===== Extrait du texte
Les travailleurs du pétrole et de la pétrochimie, sur le site de Berre-L’étang comme à Dunkerque ou Petit-Couronne, ont mené et mènent une lutte courageuse et déterminée pour la sauvegarde de leur emploi et plus largement pour la préservation de nos outils industriels face à une stratégie de démantèlement de notre industrie du raffinage.

Dans ce combat ils sont amenés à analyser les objectifs stratégiques en jeu pour avancer avec pertinence des solutions ayant un avenir.

De longue date, alors qu’ils contrôlaient la presque totalité de la production mondiale du pétrole, les majors avaient scindé leur activité en quatre centres de profit.

La recherche et la production de pétrole brut géraient, en plus de l’aspect technique et industriel, les relations financières (taxes et royalties) avec les états où ils avaient leurs concessions, sur la base de prix de référence internationaux (prix affichés) fixés par eux-mêmes :

le transport,

le raffinage,

la distribution.

Chaque secteur était censé dégager la meilleure marge possible. Cela fonctionna jusqu’en 1973 qui vit le début de la prise en main par les pays producteurs  de leur richesse pétrolière.

Ce fut un bouleversement progressif dans chacun des quatre domaines.

Recherches et production

Les prix du pétrole brut, bien que dans l’ensemble inspirés des prix affichés, furent alors avancés par l’OPEP et négociés en fonction de l’importance et de la pérennité des contrats. à cela vint se superposer la création de marchés à terme qui introduisirent à travers la spéculation une nouvelle référence internationale reflétant ces deux influences. Les majors acceptèrent cette situation d’autant mieux qu’elle établissait  un nouveau système de références dans un système international globalisé où tous les intéressés, pays producteurs, majors, spéculateurs, trouvaient leur compte. Ce marché, à l’abri des contraintes nationales, écologiques ou de limites sociales s’ajoutant à une fiscalité collectrice d’importants revenus, s’imposait comme centre de profits idéal pour les grandes compagnies pétrolières.

Transport

L’optimisation dans ce domaine ne posa pas de problème : elle se régla en faisant sauter presque tous les verrous et par l’utilisation sur une grande échelle de flottes enregistrées sous des pavillons de complaisance.

Raffinage

C’est dans ce domaine que les pétroliers  rencontrent le plus de difficultés. Alors qu’aux états-Unis il existe, pour le raffinage, une tradition d’intervention de raffineries indépendantes, en Europe, pratiquement, tous les pétroliers privés ou publics avaient leurs propres unités. Après une décision de désengagement de Conoco et de Marathon, même les majors américains étudient aujourd’hui leur position par rapport à ce secteur d’activité.
==========
===== Données fournies
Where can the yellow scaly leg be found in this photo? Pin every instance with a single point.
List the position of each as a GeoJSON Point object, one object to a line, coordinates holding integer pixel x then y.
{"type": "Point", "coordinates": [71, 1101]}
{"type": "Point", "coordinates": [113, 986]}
==========
Travail demandé:
(1) Indiquez pour chacune des affirmations suivantes si elle est conforme à l’extrait sur l’industrie pétrolière ci-dessus. Répondez par oui ou par non et citez mot pour mot les termes de l’extrait qui tranchent la question. (a) Les majors avaient réparti leur activité en quatre centres de profit. (b) Ce système fonctionna jusqu’en 1985. (c) En Europe, le raffinage est traditionnellement assuré par des raffineries indépendantes.
(2) Reproduisez à l’identique le passage de l’extrait sur l’industrie pétrolière ci-dessus qui commence par « Recherches et production » et se poursuit jusqu’à « grandes compagnies pétrolières. ».

Réponses attendues:
(1)
(a) Oui : « les majors avaient scindé leur activité en quatre centres de profit »
(b) Non : « Cela fonctionna jusqu’en 1973 »
(c) Non : « en Europe, pratiquement, tous les pétroliers privés ou publics avaient leurs propres unités »

(2)
Recherches et production

Les prix du pétrole brut, bien que dans l’ensemble inspirés des prix affichés, furent alors avancés par l’OPEP et négociés en fonction de l’importance et de la pérennité des contrats. à cela vint se superposer la création de marchés à terme qui introduisirent à travers la spéculation une nouvelle référence internationale reflétant ces deux influences. Les majors acceptèrent cette situation d’autant mieux qu’elle établissait  un nouveau système de références dans un système international globalisé où tous les intéressés, pays producteurs, majors, spéculateurs, trouvaient leur compte. Ce marché, à l’abri des contraintes nationales, écologiques ou de limites sociales s’ajoutant à une fiscalité collectrice d’importants revenus, s’imposait comme centre de profits idéal pour les grandes compagnies pétrolières.